EXERCISE 1 =>
In the forum thread about bike part prices, what amount did the black Excelsior BC frame sell for?
EXERCISE 2 =>
Please list every part jkent names in his first post of the bike price thread, together with the price it brought.
EXERCISE 3 =>
Write the next part of the forum thread on bike part prices, picking up after its last line.
** start DOCUMENT SECTION **
# .....600?



## Obi-Wan Schwinnobi (Mar 9, 2014)

Black excelsior BC frame sold for 600... With prices like that im afraid more bikes will be parted...wow


----------



## jkent (Mar 9, 2014)

Yeah and the tank just sold for $889.... Horn button $100 and $169 on the fenders.
So that over $1000 on that tank with the horn.
What the hell is the deal with the wheels? Why are they bringing so much???? $535 for some drop center wheels? 
$61 on the crank.


----------



## Obi-Wan Schwinnobi (Mar 9, 2014)

jkent said:


> Yeah and the tank just sold for $889.... Horn button $100 and $169 on the fenders.
> So that over $1000 on that tank with the horn.




I won the light lol


----------



## jkent (Mar 9, 2014)

I wasn't even watching the light. Dang it!
What did it go for?


----------



## pedal4416 (Mar 9, 2014)

I saw a mint set of those wheel go for $100 recently and after seeing those ones go for over $500 Im kicking myself for not buying them..


----------



## Obi-Wan Schwinnobi (Mar 9, 2014)

jkent said:


> I wasn't even watching the light. Dang it!
> What did it go for?




90...........


----------



## Obi-Wan Schwinnobi (Mar 9, 2014)

Obi-Wan Schwinnobi said:


> 90...........




big day on eBay...750 for gothic...


----------



## bike (Mar 9, 2014)

*goth*

Scinnnnsss


----------



## spoker (Mar 10, 2014)

bike HOBBY used to be more fun


----------



## fat tire trader (Mar 10, 2014)

Whoever was bidding really wanted that stuff. I think it was a "market high" on the frame and the wheels.


----------



## greenephantom (Mar 10, 2014)
** end DOCUMENT SECTION **
** start RECORD SET **
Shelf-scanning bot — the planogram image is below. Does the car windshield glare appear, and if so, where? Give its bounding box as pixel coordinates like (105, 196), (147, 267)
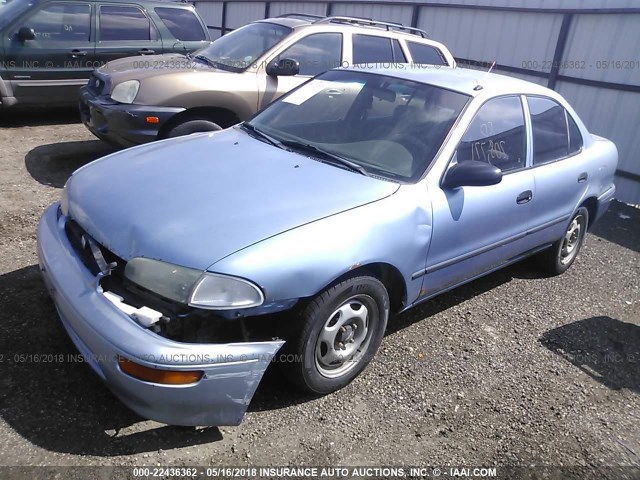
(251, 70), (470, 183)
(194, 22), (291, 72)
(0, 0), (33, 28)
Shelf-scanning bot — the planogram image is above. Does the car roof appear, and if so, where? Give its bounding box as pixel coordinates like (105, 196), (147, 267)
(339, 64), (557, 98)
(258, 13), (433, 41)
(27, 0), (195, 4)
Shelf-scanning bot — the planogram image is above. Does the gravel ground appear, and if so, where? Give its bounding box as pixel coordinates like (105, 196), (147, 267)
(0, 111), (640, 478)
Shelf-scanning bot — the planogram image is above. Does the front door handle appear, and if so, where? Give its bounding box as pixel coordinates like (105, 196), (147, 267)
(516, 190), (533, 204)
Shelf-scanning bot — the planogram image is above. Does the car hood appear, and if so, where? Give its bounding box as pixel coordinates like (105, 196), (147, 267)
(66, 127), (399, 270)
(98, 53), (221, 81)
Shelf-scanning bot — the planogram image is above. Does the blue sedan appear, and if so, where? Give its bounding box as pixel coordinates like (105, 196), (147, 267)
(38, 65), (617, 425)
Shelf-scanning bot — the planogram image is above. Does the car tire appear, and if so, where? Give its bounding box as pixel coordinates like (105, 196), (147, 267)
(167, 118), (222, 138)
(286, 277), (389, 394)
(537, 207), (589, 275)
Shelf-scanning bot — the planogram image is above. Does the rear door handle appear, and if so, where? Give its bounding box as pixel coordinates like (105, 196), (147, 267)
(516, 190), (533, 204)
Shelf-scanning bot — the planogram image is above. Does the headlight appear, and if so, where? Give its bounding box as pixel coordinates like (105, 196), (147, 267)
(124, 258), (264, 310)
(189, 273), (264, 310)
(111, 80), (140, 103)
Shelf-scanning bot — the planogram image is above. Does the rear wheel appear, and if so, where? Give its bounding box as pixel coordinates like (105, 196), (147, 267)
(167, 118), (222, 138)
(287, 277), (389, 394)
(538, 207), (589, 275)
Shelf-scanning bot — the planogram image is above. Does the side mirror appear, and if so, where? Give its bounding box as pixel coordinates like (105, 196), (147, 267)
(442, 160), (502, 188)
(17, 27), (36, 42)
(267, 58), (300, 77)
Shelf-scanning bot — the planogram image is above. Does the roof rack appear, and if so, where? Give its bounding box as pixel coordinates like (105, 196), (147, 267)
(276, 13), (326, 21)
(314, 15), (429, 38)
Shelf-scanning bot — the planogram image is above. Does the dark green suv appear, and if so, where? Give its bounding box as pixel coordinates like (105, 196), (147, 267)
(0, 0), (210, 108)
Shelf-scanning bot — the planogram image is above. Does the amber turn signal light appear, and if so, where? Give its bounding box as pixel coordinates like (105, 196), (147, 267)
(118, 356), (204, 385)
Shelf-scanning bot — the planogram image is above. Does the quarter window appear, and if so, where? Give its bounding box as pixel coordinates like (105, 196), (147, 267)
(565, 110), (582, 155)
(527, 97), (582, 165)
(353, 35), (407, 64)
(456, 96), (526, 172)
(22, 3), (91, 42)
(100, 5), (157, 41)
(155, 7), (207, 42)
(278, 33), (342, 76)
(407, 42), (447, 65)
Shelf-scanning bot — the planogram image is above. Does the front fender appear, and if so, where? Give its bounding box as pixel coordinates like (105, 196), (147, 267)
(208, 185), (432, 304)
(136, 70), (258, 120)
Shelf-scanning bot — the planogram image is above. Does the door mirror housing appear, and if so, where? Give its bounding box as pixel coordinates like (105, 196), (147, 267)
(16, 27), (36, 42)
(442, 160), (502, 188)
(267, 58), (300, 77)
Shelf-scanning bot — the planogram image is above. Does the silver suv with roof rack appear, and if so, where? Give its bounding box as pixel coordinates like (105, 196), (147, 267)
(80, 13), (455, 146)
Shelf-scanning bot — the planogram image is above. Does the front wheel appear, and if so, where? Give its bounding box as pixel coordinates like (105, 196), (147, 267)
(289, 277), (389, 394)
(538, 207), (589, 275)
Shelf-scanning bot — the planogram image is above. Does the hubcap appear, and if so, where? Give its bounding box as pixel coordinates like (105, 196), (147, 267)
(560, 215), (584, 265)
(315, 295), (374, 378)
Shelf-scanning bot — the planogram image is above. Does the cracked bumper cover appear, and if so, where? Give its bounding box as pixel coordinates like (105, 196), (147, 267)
** end RECORD SET **
TASK RESULT 1 =>
600

TASK RESULT 2 =>
Tank: $889
Horn button: $100
Fenders: $169
Drop center wheels: $535
Crank: $61

TASK RESULT 3 =>
That's the magic of eBay. Sometimes stuff is hot, sometimes it's not. I've had nearly identical items go out for wildly different prices only a couple weeks apart. On the BC, was it the same winning bidder on several of the items? Was somebody trying to keep it all together, money be damned?
Cheers, Geoff


----------



## jkent (Mar 10, 2014)

I think the same bidder won the frame and fenders but it was different bidders on just about everything else.


----------



## bricycle (Mar 10, 2014)

...600? is that when you see the movie 300 two times??


----------



## Obi-Wan Schwinnobi (Mar 10, 2014)

bricycle said:


> ...600? is that when you see the movie 300 two times??




Guard went for some money too..


----------



## jkent (Mar 10, 2014)

I went back and looked and the same bidder won the Frame, fenders, crank and badge. The rest of the parts sold to different bidders.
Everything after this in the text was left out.